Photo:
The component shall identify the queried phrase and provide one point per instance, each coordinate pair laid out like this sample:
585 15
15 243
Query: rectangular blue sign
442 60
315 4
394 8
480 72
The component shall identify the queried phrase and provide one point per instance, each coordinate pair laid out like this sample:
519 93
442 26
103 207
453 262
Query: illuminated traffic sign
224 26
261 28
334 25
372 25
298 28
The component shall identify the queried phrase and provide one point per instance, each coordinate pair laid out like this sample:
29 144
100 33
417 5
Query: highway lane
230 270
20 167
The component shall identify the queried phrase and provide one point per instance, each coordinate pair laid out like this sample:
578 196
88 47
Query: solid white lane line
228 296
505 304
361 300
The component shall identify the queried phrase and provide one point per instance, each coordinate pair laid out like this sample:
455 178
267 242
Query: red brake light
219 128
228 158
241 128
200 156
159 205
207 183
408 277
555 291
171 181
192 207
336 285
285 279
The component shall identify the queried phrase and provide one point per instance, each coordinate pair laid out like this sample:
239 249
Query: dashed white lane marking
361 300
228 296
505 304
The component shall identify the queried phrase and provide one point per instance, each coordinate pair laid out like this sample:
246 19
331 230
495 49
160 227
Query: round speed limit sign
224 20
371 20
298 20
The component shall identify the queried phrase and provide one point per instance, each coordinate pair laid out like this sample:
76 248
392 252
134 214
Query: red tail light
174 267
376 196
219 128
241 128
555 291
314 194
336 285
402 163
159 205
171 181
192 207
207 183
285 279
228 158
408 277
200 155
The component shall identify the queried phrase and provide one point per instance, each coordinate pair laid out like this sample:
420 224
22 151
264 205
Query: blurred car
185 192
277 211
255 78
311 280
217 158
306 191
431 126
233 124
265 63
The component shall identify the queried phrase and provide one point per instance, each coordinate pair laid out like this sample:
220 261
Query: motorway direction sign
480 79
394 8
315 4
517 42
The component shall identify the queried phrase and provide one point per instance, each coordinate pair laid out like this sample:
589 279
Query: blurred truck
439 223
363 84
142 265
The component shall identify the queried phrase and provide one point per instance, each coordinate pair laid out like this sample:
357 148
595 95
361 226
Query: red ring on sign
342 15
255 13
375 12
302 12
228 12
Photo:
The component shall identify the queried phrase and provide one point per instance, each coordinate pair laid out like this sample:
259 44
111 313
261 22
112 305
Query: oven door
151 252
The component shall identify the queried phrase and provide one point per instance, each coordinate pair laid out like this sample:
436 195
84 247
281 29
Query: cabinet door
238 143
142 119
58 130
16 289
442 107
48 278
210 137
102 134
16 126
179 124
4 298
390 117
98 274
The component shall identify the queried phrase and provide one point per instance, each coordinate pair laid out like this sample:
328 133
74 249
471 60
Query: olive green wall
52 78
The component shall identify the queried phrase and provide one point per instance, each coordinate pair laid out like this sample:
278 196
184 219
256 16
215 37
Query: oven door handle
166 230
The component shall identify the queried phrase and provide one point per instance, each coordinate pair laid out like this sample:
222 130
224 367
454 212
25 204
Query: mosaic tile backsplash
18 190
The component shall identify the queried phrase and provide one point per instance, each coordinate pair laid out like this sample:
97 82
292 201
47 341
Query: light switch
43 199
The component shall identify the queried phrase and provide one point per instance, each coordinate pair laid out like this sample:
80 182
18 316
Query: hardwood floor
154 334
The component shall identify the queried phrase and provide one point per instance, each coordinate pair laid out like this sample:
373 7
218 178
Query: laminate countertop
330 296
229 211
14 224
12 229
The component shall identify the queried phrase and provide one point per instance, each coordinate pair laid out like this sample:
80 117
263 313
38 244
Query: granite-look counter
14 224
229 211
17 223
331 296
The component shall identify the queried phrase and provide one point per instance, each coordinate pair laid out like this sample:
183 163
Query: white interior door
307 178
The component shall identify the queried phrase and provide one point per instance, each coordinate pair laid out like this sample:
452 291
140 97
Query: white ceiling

* [DETALLES DEL EJERCICIO]:
Cuenta cuántas líneas de los registros contienen la cadena "sign", teniendo en cuenta mayúsculas y minúsculas. Escribe solo el número.

* [RESPUESTA]:
5